§ **PROBLEM TO WORK ON**: Everything from the line containing "target | shadow on water" to the final line of the records below should be given again exactly, and nothing else.

§ **EXTRACTED RECORDS**:
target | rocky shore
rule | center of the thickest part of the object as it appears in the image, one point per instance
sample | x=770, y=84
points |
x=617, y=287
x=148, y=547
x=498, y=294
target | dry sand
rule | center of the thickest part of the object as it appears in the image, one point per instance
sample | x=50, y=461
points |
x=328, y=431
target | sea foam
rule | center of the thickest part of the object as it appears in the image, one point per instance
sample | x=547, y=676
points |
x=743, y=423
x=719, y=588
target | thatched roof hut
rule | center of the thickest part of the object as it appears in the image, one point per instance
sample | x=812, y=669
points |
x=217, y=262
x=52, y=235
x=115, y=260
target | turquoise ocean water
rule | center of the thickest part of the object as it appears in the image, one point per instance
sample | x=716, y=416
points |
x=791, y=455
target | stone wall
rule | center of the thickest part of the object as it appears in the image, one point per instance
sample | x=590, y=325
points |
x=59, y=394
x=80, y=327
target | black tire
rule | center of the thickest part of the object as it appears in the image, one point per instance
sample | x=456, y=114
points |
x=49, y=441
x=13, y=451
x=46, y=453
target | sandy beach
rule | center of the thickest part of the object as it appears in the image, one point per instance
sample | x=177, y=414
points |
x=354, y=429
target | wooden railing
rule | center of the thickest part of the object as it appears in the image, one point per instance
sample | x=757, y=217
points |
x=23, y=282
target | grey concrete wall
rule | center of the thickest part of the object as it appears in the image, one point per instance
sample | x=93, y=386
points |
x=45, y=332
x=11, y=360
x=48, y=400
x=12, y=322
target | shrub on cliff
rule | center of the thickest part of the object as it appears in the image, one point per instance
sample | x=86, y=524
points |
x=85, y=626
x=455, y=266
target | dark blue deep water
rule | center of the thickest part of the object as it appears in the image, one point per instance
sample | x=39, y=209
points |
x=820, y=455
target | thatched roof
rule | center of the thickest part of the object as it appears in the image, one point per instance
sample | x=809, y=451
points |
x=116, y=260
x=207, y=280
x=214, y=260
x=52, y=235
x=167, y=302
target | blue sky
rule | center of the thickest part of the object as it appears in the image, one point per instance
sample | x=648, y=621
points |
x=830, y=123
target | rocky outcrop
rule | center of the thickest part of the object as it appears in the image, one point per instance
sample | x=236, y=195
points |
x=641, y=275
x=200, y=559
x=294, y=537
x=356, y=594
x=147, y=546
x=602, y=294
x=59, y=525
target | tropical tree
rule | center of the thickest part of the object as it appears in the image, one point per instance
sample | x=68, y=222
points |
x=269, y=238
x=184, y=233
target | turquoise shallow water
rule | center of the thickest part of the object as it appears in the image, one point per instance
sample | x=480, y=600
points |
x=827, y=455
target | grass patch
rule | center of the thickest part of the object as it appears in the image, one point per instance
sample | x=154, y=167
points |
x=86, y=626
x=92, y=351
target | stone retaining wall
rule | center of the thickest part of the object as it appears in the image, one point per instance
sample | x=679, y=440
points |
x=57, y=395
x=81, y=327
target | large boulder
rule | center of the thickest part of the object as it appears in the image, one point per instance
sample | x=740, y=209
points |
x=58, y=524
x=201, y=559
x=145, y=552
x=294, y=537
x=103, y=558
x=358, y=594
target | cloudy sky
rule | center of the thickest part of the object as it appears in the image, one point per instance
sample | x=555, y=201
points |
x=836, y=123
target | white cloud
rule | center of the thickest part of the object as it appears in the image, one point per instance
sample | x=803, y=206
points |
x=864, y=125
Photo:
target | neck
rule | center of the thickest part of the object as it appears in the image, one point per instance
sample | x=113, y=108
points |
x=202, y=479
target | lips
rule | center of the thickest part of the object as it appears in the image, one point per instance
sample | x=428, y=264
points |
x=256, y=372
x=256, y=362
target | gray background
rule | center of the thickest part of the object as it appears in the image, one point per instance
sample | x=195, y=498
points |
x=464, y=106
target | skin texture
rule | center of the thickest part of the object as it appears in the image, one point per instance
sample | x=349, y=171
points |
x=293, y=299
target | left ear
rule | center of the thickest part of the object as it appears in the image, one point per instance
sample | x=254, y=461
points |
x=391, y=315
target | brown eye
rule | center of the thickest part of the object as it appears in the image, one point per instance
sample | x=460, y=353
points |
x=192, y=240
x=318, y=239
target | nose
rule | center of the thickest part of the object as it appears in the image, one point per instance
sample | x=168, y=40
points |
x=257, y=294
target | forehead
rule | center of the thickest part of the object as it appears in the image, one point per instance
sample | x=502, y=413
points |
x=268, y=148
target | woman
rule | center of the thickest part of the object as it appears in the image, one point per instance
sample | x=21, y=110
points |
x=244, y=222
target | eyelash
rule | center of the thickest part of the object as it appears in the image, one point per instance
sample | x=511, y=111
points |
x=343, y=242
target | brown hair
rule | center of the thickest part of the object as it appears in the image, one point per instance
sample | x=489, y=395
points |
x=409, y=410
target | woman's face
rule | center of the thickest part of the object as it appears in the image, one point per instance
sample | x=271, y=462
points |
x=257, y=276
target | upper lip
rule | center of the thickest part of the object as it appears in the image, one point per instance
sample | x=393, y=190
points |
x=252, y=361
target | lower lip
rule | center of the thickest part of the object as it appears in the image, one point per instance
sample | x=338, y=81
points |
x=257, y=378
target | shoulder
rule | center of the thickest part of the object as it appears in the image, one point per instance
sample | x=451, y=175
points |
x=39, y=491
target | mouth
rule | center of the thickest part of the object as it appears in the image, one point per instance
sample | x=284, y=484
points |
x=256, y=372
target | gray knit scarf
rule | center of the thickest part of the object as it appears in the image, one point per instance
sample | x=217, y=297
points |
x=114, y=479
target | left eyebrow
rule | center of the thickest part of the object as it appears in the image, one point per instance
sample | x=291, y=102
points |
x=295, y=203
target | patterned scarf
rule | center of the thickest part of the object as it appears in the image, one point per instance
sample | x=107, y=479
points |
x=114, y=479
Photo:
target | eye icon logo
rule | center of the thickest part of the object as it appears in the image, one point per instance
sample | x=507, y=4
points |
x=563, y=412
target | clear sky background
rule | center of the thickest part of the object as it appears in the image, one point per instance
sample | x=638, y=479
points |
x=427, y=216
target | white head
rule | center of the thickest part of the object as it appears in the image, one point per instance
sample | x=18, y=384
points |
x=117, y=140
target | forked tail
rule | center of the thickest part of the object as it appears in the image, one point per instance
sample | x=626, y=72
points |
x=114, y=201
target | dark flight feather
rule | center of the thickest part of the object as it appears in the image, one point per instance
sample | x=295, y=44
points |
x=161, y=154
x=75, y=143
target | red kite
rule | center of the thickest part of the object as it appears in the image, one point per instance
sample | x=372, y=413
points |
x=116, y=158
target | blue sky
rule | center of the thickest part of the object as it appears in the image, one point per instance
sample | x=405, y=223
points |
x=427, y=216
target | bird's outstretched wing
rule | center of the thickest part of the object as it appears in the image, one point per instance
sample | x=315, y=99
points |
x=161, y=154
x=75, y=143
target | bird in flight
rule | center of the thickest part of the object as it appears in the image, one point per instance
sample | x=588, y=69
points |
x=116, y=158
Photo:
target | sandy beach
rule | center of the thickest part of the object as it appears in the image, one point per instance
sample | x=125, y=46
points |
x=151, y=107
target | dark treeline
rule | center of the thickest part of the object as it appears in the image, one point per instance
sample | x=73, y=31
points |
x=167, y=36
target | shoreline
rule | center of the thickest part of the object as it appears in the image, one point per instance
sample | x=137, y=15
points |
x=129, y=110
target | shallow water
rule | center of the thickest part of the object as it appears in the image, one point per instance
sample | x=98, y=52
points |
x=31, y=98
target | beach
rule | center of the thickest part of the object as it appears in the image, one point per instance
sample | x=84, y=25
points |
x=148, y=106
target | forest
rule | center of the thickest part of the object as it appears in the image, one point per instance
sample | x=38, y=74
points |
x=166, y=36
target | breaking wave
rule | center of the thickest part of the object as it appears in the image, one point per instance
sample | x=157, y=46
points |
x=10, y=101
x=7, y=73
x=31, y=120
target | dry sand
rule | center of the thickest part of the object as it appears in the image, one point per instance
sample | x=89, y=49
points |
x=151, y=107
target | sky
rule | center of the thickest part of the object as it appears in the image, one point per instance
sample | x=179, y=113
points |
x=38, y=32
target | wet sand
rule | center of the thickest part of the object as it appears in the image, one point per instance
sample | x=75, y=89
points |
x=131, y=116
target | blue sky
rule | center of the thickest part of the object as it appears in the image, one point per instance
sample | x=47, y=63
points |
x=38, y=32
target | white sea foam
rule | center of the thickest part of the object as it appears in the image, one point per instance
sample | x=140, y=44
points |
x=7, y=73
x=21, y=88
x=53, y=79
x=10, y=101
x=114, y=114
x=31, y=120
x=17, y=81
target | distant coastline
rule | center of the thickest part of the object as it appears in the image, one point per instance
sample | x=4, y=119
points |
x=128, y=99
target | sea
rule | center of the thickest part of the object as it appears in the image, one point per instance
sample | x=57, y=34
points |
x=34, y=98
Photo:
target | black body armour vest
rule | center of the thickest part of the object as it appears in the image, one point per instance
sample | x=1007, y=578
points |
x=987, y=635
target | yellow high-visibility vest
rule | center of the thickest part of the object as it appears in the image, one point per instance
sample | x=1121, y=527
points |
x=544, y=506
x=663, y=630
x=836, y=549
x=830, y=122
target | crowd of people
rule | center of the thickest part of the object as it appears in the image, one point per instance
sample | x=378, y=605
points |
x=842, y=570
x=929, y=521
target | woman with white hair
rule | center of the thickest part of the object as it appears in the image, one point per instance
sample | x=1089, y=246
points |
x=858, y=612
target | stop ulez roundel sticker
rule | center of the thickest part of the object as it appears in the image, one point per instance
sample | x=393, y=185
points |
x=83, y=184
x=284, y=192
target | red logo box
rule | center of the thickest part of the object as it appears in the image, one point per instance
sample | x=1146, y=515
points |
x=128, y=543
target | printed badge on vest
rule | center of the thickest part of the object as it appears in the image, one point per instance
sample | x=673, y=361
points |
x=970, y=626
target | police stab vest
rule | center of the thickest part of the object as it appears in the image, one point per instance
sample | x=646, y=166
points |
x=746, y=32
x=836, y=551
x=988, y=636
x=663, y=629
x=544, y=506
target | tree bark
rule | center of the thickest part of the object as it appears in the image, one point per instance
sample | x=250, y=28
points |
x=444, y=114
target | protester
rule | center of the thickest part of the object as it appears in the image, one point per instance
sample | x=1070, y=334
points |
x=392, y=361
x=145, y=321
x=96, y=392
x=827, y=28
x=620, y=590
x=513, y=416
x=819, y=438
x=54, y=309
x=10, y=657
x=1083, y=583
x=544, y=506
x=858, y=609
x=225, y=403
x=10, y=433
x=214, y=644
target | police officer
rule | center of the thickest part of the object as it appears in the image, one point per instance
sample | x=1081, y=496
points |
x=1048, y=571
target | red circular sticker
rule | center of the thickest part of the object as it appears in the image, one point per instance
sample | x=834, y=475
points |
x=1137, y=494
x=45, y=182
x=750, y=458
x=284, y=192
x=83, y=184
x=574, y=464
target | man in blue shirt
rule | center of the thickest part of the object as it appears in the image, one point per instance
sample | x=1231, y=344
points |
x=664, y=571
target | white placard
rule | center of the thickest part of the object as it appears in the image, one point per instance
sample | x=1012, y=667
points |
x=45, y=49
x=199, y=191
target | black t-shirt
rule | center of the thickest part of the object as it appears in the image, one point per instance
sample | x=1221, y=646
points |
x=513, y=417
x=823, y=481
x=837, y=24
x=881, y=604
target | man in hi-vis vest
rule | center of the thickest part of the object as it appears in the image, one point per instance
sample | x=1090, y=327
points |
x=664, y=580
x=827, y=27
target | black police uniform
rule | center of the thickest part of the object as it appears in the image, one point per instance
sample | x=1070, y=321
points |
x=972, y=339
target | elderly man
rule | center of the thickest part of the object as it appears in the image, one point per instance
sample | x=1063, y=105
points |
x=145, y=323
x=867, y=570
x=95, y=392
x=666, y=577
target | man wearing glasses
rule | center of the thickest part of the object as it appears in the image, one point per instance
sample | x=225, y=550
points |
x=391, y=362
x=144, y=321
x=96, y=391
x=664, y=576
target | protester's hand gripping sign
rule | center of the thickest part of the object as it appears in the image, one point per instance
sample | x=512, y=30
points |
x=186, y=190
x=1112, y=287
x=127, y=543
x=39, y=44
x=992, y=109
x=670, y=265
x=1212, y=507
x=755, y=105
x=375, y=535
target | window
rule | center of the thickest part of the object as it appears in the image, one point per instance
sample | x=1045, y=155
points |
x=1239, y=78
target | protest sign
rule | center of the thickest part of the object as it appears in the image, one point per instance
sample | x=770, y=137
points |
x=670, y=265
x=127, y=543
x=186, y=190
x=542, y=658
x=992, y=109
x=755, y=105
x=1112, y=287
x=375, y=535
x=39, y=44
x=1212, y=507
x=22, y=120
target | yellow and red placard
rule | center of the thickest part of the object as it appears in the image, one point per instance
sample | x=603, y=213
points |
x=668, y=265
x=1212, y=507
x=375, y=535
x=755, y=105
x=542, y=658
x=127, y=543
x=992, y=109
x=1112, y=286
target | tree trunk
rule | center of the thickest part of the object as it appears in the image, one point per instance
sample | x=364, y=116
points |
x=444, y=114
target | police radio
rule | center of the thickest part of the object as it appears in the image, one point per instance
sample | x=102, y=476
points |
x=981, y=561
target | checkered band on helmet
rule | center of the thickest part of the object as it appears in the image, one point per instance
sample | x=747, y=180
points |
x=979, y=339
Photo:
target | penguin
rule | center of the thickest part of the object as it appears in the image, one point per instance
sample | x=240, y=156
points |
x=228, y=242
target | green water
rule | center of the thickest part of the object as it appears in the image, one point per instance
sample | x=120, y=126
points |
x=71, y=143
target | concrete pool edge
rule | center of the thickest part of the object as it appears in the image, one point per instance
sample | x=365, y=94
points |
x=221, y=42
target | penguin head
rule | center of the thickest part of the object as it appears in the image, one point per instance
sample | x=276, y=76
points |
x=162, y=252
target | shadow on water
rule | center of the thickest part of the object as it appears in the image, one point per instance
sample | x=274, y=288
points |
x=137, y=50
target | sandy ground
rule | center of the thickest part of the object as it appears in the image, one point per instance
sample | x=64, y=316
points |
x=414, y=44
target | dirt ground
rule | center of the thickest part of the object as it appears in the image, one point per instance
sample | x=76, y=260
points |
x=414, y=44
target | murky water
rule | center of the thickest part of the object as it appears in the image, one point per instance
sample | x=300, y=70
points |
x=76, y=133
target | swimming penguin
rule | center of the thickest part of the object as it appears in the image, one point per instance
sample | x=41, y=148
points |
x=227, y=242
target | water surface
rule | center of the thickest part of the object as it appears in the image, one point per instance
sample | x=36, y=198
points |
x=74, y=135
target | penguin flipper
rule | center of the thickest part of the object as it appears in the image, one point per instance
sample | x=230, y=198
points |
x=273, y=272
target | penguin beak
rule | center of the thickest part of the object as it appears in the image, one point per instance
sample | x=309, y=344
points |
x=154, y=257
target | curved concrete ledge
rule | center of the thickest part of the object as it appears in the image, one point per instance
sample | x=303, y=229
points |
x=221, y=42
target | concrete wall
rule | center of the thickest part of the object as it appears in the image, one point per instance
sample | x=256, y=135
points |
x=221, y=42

§ **THE ANSWER**:
target | shadow on water
rule | center of the thickest part of the object as it appears in the image, one point per instance
sample | x=274, y=288
points |
x=137, y=50
target | sandy ground
rule | center of the thickest part of the object as it appears in the image, one point per instance
sample | x=64, y=316
points |
x=414, y=44
target | dirt ground
rule | center of the thickest part of the object as it appears in the image, one point per instance
sample | x=76, y=260
points |
x=414, y=44
target | murky water
rule | center of the thickest part of the object as it appears in the image, one point per instance
sample | x=300, y=70
points |
x=76, y=133
target | swimming penguin
rule | center of the thickest part of the object as it appears in the image, one point per instance
sample | x=41, y=148
points |
x=227, y=242
target | water surface
rule | center of the thickest part of the object as it appears in the image, one point per instance
sample | x=36, y=198
points |
x=74, y=135
target | penguin flipper
rule | center of the thickest part of the object as it appears in the image, one point per instance
sample | x=230, y=198
points |
x=273, y=272
target | penguin beak
rule | center of the thickest part of the object as it appears in the image, one point per instance
sample | x=309, y=344
points |
x=154, y=257
target | curved concrete ledge
rule | center of the thickest part of the object as it appears in the image, one point per instance
sample | x=303, y=229
points |
x=221, y=42
target | concrete wall
rule | center of the thickest part of the object as it appears in the image, one point per instance
sample | x=256, y=135
points |
x=221, y=42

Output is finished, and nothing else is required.